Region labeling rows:
——————

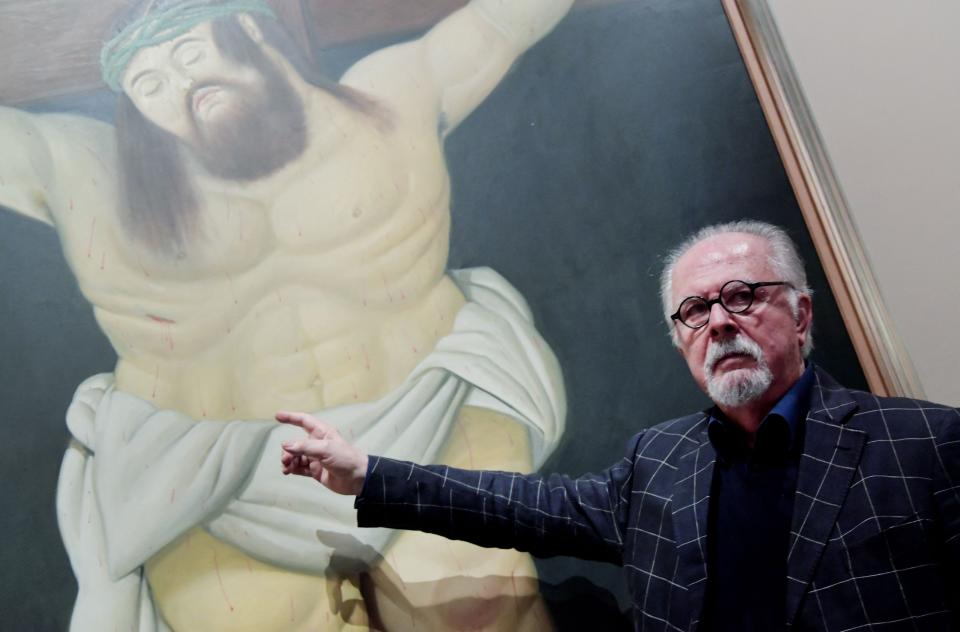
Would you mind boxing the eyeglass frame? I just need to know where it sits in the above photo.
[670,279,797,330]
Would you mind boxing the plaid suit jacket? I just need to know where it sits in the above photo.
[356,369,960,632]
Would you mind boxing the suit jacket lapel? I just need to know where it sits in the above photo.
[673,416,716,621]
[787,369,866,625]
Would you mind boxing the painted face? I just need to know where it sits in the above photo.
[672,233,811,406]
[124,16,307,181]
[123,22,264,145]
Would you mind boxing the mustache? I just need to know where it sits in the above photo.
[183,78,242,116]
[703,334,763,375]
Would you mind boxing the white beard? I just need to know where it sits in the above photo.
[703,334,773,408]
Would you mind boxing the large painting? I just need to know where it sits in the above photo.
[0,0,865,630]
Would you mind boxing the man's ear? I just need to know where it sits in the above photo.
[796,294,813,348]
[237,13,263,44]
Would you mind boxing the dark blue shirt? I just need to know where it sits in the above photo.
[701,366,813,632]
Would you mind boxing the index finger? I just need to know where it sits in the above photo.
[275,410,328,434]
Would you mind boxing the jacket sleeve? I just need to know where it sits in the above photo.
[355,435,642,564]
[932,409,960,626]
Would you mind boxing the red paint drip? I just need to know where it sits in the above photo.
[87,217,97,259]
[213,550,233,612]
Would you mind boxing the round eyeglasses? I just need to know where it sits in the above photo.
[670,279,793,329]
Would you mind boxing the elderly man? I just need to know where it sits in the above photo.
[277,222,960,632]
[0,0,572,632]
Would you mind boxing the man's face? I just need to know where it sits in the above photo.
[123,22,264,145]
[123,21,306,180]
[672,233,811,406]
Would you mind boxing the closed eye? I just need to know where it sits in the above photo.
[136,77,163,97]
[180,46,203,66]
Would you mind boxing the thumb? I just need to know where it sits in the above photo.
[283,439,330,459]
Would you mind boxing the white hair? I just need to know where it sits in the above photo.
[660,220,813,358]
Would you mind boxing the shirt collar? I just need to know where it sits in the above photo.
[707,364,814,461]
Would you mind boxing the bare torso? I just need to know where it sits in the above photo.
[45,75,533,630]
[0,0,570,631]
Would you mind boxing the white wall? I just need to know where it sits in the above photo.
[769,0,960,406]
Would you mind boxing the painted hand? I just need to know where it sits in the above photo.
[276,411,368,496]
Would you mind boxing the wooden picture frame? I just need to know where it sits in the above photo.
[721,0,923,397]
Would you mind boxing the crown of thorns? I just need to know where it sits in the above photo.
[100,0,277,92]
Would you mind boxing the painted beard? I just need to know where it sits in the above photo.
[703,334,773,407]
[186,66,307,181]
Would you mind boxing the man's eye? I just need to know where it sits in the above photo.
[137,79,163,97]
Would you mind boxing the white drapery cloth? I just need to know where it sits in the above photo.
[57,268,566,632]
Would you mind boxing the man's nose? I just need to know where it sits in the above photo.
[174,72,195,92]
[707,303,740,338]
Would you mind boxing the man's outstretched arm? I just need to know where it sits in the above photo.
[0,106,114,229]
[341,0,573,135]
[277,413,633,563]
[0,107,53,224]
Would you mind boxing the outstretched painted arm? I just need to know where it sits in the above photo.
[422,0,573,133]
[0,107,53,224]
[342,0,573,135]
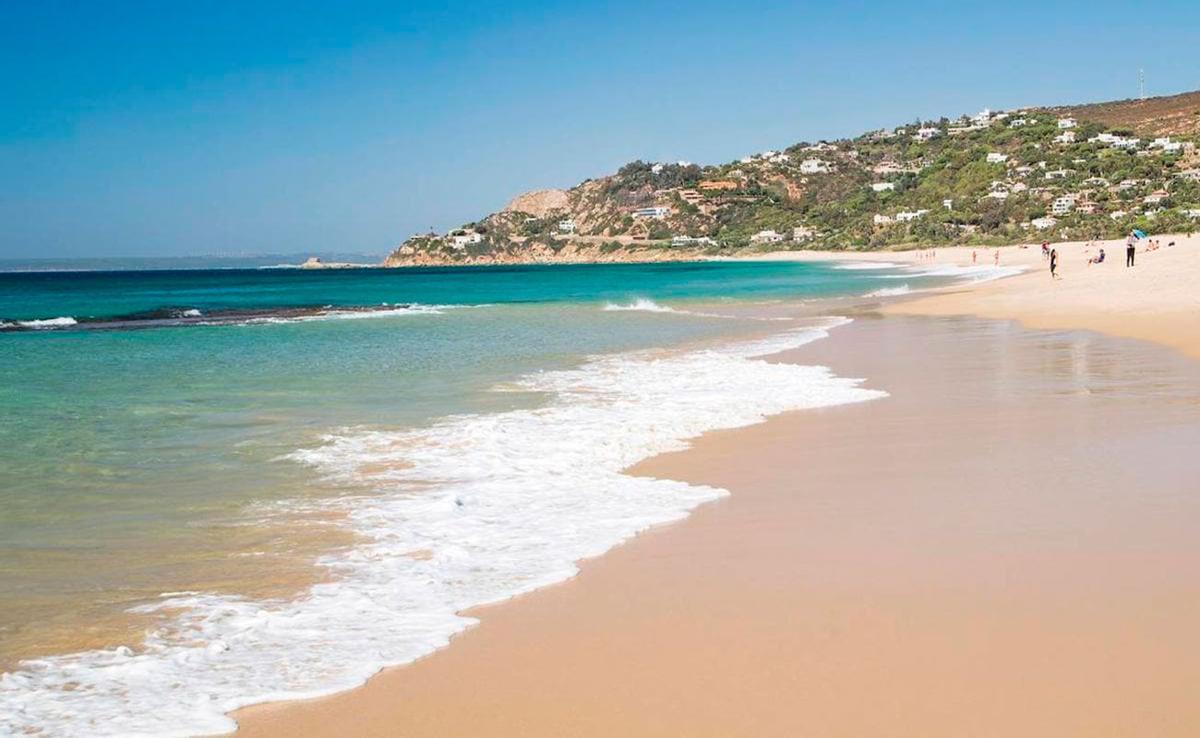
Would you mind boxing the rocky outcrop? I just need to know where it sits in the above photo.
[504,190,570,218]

——————

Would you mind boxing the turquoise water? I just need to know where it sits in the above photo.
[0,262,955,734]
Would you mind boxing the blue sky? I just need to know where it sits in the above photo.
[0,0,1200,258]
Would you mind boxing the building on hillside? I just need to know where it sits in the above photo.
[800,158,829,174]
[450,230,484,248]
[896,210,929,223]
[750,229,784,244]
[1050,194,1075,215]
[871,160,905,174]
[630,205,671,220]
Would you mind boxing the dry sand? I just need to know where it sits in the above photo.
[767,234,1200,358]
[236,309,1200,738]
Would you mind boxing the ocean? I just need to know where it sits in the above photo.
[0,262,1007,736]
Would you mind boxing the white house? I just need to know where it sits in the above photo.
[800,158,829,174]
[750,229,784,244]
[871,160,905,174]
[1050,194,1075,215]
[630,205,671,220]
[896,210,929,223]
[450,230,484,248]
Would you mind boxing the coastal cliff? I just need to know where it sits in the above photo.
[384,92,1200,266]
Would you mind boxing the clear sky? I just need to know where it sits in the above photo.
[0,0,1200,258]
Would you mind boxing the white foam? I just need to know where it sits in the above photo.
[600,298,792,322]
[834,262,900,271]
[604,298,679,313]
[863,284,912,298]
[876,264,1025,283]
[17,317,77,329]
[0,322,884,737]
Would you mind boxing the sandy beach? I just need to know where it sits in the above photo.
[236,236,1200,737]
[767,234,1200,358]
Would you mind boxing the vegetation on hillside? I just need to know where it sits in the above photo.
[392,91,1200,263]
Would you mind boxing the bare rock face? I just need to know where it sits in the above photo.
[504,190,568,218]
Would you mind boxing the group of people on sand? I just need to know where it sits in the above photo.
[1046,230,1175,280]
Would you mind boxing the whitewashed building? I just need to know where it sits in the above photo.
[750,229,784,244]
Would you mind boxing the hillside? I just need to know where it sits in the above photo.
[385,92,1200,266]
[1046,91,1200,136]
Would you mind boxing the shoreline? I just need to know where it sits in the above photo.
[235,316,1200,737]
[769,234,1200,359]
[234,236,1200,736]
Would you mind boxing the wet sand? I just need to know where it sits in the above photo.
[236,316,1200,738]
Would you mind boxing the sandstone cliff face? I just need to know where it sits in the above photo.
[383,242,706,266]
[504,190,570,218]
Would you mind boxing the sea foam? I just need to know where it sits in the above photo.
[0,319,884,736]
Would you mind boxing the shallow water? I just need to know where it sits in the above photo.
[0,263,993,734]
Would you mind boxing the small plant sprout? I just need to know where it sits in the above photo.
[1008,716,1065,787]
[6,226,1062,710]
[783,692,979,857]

——————

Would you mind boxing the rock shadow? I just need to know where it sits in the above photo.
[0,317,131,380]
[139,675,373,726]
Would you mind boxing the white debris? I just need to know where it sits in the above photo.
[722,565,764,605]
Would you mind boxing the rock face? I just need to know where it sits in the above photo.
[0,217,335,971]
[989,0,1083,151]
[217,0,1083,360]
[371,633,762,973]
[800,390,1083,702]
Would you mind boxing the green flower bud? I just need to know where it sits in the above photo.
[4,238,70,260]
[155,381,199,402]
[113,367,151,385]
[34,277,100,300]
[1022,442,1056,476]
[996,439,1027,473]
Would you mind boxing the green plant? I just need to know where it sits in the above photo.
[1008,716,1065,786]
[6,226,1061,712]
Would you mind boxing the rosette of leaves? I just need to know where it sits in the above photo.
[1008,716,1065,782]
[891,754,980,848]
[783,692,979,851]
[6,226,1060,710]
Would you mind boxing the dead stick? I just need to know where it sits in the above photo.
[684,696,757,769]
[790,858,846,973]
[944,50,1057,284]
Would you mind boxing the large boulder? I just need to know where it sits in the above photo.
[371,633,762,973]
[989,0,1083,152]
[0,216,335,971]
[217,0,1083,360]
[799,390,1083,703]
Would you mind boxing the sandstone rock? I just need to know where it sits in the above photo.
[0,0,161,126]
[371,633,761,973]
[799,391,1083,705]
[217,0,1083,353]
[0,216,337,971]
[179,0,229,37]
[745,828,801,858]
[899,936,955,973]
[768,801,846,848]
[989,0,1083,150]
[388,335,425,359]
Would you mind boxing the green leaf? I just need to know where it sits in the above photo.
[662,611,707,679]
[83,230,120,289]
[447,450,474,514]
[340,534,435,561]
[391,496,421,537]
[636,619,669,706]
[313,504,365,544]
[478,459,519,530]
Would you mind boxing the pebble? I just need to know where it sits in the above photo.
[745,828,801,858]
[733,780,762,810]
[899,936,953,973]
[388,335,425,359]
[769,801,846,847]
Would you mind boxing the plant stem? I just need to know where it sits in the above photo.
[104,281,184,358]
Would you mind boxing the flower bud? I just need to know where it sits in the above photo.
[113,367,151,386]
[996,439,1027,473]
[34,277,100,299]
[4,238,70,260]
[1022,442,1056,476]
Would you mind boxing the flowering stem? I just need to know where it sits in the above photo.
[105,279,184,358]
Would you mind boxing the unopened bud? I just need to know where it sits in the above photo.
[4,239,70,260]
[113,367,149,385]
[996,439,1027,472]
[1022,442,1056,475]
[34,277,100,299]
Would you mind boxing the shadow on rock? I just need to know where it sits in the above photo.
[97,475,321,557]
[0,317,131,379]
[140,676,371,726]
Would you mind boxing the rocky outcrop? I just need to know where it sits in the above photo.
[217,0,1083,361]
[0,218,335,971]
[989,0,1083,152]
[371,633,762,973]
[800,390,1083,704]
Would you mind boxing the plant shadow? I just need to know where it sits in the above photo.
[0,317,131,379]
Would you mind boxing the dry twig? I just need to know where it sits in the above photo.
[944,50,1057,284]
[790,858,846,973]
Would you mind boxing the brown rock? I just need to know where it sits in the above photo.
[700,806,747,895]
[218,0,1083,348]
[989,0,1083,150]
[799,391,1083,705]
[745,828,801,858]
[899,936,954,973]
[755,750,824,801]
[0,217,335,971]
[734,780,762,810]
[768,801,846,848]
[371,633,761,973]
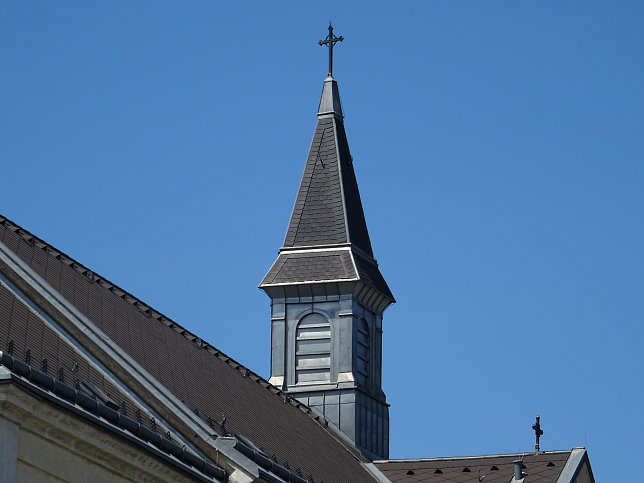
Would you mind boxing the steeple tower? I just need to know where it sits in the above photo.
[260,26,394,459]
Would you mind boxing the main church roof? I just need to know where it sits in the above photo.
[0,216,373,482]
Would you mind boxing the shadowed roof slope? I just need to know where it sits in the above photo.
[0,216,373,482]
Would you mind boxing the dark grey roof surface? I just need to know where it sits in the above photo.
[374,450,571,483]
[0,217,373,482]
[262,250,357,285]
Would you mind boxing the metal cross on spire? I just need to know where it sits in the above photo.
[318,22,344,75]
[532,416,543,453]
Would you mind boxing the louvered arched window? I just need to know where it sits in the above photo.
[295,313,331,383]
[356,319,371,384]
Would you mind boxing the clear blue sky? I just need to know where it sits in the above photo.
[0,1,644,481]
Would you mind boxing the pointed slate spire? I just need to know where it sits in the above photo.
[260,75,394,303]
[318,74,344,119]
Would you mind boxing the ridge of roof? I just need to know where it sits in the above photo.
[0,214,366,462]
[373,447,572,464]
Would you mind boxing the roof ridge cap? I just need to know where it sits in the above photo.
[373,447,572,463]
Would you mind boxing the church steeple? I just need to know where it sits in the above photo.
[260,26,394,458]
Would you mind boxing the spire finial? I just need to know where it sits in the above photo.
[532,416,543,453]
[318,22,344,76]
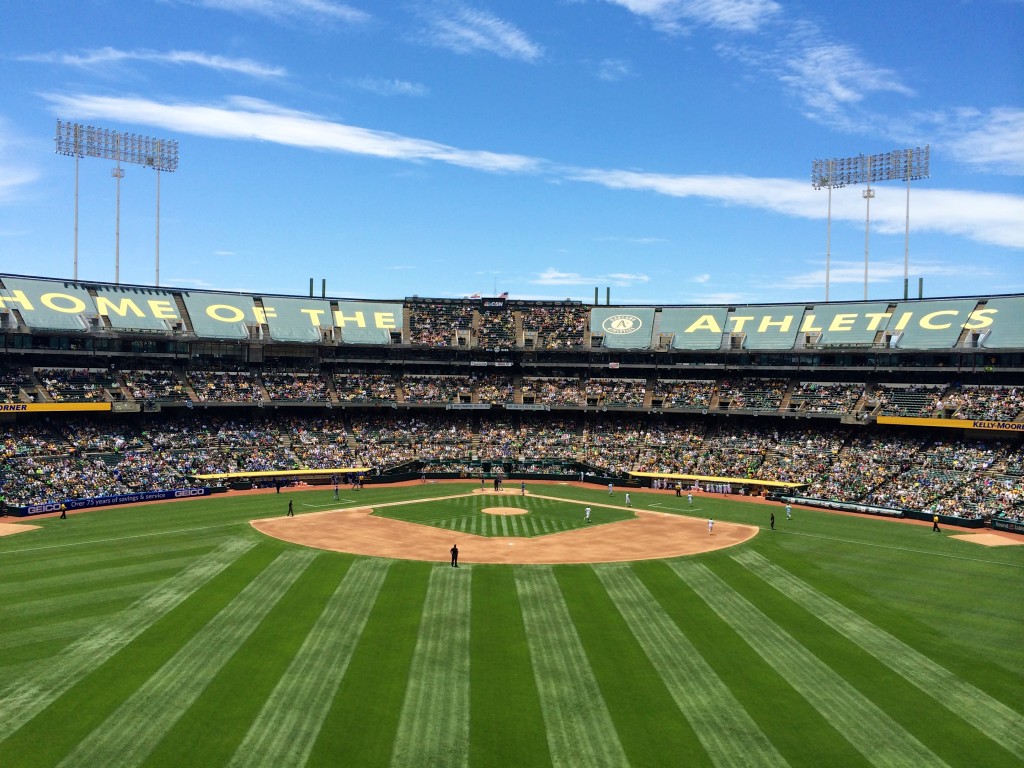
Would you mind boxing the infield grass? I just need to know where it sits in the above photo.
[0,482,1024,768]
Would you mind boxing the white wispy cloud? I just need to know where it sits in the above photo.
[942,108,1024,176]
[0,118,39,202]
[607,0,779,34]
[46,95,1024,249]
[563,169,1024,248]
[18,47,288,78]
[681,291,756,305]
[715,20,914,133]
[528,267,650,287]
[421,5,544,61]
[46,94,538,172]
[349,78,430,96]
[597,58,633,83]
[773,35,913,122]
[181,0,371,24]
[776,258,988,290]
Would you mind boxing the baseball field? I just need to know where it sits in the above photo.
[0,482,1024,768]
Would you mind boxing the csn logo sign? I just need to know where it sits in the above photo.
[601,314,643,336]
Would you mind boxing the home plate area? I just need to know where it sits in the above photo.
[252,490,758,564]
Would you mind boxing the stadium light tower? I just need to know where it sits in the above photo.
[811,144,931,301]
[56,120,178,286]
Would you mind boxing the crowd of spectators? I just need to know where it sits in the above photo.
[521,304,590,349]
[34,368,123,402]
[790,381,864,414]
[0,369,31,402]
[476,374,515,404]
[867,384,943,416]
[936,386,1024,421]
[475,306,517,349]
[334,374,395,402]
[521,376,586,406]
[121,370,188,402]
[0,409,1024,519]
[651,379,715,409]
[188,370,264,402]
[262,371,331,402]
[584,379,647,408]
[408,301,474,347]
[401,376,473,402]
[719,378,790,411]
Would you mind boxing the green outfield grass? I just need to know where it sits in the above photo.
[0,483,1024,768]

——————

Copy out the rows word for word, starting with the line that contains "Would you mind boxing the jacket" and continuing through the line that contains "[137,79,163,97]".

Would you mind boxing the jacket sleeve? I just need to know where it sits in the above photo.
[355,435,642,564]
[932,409,960,626]
Would you mind boxing the red paint drip? I just need to know where it sits in the above photo.
[87,217,97,259]
[213,550,233,612]
Would you mind boxing the round eyeglasses? I just need to know where it sits in the above photo.
[670,279,793,329]
Would you mind boxing the elderly man? I just need to know where it sits in the above photo.
[277,222,960,632]
[0,0,572,632]
Would you mind boxing the man's face? I just need to know where it sits in the above photo.
[123,22,264,145]
[123,21,306,180]
[672,233,811,406]
Would you mind boxing the closed eye? I just need to know where it sits in the above photo.
[136,77,163,97]
[180,46,203,66]
Would you mind boxing the thumb? I just need to know where it sits in the above photo.
[283,439,330,459]
Would you mind boxing the white hair? I just need to know where it sits in the above photo.
[660,220,813,358]
Would you mind boxing the shirt collar? I just need to know where it sits in the above photo.
[707,364,814,461]
Would you mind boxing the bare torso? I just need to know where it sits in the above photo.
[45,75,533,630]
[0,0,570,631]
Would you mind boxing the white wall? I just need to know where it sits in the above photo.
[769,0,960,406]
Would you mind boxing the painted hand? I just need to know where it sits in the above photo.
[276,411,368,496]
Would you mind boxing the wooden picture frame? I just need to know where it sits in the above photo.
[721,0,923,397]
Would you mind boxing the crown of thorns? I just need to know where it sits in the above photo.
[100,0,277,92]
Would you mind boxing the painted beard? I just need to know where it sits in the above photo.
[703,334,773,407]
[186,66,307,181]
Would you mind boxing the man's eye? I just need to know where it sits in the above photo.
[137,79,163,97]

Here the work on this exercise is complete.